Top of TEXT SEGMENT
What was Yongbyon like? How sophisticated was the plant?

It reminded me of the the Russian closed nuclear cities that you used to see.

As we approached Yongbyon there was one set of guard buildings and then lots of concrete-style guard buildings where plant workers lived.

The single greatest impression I had as I arrived was that its a really huge place. A significant facility.

Then we were shown the main building that contains the nuclear reactor. Again its a really huge place.

Inside, the buildings reminded me very much of ones built in a Soviet style.

The equipment inside seemed to be functioning well, but everything seemed very outdated, although it was adequate to get the job done.

However, the North Korean scientists themselves were very efficient at what they did - they were very impressive.

What did the plant tell you about how nuclear material was handled?

The reactor itself seemed safe and, as I said, the staff were very competetent.

In the spent fuel pool building, however, there was significant contamination - that building did not meet Western safety standards.

One has to be extremely careful when handling radioactive material - its a very tricky process - and they were not up to modern safety standards [in that particular building].

Do you think Yongbyon was built entirely by North Korea, as the government claims, or do you think there was outside help?

There was no question in my mind that the central facilities at the plant were built by North Korea.
Bottom of TEXT SEGMENT
Top of RAW DATA
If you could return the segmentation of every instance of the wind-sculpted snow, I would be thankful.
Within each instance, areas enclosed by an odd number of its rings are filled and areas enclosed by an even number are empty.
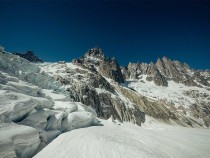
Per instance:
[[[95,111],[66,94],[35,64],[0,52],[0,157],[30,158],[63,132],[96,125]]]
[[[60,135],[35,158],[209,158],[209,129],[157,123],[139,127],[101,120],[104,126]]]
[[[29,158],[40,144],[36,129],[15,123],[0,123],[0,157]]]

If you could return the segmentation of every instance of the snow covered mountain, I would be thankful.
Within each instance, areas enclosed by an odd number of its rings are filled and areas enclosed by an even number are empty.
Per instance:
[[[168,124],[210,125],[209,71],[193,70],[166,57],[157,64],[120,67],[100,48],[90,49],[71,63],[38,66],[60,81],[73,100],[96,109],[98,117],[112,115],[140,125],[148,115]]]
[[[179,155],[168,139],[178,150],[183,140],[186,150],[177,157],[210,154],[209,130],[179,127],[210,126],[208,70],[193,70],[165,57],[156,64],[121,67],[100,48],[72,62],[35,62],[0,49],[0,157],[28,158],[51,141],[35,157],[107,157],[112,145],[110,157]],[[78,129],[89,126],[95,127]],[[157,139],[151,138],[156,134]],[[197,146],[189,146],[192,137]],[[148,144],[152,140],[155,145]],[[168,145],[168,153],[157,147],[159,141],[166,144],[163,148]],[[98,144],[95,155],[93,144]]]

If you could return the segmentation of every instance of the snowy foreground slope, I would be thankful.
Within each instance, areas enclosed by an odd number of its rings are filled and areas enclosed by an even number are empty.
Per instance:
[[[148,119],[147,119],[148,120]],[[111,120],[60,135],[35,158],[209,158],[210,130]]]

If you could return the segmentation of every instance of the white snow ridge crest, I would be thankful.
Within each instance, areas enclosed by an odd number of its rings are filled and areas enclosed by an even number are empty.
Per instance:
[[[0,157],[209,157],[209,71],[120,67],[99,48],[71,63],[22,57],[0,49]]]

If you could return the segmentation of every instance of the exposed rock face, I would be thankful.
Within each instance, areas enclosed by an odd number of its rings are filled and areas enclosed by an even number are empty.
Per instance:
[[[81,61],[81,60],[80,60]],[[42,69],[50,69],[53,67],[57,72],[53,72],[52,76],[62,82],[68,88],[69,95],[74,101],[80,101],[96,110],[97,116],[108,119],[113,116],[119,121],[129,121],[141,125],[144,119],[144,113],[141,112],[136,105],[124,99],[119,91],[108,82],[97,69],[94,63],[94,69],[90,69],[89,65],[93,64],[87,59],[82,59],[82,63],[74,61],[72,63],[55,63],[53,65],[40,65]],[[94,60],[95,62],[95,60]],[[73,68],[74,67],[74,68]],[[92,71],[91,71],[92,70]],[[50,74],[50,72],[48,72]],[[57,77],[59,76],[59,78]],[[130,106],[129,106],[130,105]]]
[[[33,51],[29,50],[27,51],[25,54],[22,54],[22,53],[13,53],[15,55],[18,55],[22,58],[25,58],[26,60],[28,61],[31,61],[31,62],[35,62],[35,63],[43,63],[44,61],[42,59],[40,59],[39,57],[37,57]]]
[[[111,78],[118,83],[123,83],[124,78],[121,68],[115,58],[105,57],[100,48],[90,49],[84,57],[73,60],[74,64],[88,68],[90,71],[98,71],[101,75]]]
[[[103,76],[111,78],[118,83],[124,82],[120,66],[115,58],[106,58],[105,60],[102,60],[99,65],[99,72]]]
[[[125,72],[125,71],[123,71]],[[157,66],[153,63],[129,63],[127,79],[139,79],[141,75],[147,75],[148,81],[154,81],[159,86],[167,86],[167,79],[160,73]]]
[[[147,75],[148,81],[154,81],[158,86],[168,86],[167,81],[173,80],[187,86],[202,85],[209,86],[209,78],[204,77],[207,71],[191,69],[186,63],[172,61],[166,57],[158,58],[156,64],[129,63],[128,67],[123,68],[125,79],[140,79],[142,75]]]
Bottom of RAW DATA
Top of RAW DATA
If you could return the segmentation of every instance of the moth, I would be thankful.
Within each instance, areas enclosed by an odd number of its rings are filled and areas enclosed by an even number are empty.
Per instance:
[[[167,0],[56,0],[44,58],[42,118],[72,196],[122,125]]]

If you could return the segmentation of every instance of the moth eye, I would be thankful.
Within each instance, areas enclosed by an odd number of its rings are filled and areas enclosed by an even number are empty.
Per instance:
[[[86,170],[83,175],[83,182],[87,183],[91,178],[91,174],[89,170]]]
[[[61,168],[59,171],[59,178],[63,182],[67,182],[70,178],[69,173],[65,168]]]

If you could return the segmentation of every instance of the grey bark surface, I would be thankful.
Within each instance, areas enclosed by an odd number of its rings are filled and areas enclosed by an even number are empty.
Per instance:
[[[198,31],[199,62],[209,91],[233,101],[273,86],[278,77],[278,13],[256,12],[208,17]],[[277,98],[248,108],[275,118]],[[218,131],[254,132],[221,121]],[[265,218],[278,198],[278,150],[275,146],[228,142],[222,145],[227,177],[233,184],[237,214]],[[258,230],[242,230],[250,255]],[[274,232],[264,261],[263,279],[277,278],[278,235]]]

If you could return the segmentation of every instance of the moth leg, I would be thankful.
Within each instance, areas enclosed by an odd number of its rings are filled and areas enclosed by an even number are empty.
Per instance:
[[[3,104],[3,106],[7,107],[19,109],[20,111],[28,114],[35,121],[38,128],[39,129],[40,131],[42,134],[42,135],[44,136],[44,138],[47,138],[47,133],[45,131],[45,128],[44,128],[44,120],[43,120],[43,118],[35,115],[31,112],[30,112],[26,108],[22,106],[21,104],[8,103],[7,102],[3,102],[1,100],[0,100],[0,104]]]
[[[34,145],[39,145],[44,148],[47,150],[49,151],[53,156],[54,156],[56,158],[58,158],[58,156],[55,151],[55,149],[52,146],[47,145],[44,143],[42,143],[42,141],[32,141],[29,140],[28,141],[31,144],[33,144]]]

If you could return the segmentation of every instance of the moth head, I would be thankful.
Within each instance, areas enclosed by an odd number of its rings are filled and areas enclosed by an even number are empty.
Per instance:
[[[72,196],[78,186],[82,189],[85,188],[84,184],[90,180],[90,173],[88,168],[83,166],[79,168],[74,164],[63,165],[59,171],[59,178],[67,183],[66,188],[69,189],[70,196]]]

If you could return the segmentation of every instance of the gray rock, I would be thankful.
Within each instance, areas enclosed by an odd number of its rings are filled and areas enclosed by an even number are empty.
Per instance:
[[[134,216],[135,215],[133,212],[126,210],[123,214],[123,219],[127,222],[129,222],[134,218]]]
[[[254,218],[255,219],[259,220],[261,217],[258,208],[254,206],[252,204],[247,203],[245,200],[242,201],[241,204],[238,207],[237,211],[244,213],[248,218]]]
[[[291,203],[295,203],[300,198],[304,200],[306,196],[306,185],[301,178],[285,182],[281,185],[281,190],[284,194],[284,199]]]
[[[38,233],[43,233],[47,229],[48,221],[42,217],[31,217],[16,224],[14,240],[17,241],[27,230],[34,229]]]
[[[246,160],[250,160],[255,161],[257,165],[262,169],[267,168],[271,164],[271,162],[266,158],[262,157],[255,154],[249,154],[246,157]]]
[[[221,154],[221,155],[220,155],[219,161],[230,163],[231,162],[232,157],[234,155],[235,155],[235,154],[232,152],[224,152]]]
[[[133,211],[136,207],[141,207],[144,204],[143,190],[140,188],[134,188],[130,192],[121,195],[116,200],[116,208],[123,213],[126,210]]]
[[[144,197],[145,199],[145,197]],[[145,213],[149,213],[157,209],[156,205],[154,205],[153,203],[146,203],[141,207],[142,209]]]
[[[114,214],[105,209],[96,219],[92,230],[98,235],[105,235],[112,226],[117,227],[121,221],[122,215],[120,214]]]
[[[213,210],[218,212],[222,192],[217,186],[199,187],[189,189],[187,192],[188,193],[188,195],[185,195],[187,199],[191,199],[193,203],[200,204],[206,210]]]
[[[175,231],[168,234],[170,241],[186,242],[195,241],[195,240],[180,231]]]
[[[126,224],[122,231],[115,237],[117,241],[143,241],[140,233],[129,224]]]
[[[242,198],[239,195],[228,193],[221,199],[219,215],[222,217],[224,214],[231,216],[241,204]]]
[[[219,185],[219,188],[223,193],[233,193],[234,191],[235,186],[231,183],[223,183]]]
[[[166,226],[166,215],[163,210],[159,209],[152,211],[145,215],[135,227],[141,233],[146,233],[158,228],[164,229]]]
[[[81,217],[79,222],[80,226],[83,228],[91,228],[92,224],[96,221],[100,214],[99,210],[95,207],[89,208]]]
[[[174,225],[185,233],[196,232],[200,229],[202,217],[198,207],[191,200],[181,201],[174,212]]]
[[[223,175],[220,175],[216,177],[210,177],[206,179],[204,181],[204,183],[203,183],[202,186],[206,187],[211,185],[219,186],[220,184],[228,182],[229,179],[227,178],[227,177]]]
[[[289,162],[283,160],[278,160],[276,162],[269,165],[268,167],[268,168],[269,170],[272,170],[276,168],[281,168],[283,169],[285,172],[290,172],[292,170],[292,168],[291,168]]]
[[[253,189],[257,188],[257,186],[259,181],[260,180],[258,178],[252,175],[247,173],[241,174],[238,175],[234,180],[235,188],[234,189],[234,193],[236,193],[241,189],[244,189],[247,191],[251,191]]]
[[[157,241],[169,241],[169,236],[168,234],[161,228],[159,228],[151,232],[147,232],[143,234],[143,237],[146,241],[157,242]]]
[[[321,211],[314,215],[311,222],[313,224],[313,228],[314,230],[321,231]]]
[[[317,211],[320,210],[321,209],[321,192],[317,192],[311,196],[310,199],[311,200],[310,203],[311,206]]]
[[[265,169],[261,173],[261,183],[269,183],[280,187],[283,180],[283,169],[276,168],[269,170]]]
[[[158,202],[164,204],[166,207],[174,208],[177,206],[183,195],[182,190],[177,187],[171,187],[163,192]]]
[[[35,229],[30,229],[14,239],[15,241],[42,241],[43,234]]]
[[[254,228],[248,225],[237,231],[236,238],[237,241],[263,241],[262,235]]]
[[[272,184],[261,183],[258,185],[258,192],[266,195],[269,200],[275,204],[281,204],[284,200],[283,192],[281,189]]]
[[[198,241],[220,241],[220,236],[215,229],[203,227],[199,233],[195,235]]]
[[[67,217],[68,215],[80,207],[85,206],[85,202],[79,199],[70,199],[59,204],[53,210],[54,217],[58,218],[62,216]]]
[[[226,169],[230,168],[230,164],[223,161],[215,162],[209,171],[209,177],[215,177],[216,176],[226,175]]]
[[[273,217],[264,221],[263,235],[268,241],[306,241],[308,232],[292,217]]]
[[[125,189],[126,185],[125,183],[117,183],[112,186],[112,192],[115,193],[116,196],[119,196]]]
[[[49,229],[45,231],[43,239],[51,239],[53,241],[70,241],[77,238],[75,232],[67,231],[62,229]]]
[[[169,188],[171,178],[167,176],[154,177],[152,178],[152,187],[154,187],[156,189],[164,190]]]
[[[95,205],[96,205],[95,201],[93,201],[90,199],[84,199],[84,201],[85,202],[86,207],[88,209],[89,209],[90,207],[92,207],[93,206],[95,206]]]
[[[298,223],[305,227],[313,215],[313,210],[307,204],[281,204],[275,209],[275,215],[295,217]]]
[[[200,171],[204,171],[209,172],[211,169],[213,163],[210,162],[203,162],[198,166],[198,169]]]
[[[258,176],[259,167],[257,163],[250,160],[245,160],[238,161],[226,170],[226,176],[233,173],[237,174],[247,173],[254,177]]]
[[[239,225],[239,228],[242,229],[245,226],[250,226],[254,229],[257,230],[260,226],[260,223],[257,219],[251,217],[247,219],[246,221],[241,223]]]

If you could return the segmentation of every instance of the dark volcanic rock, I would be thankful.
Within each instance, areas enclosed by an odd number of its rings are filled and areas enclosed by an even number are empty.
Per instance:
Bottom of RAW DATA
§ **WHAT YOU NEED TO DO**
1. From the Yongbyon interview, reproduce the passage from "The equipment inside" to "were very impressive.".
2. Answer these questions using the Yongbyon interview:
(a) In what style were the buildings inside the plant, in the speaker's view?
(b) In which building was there significant contamination?
(c) By whom, in the speaker's view, were the central facilities at the plant built?

§ **RESULTS FOR THE EXERCISE**
1.
The equipment inside seemed to be functioning well, but everything seemed very outdated, although it was adequate to get the job done.

However, the North Korean scientists themselves were very efficient at what they did - they were very impressive.

2.
(a) A Soviet style.
(b) The spent fuel pool building.
(c) By North Korea.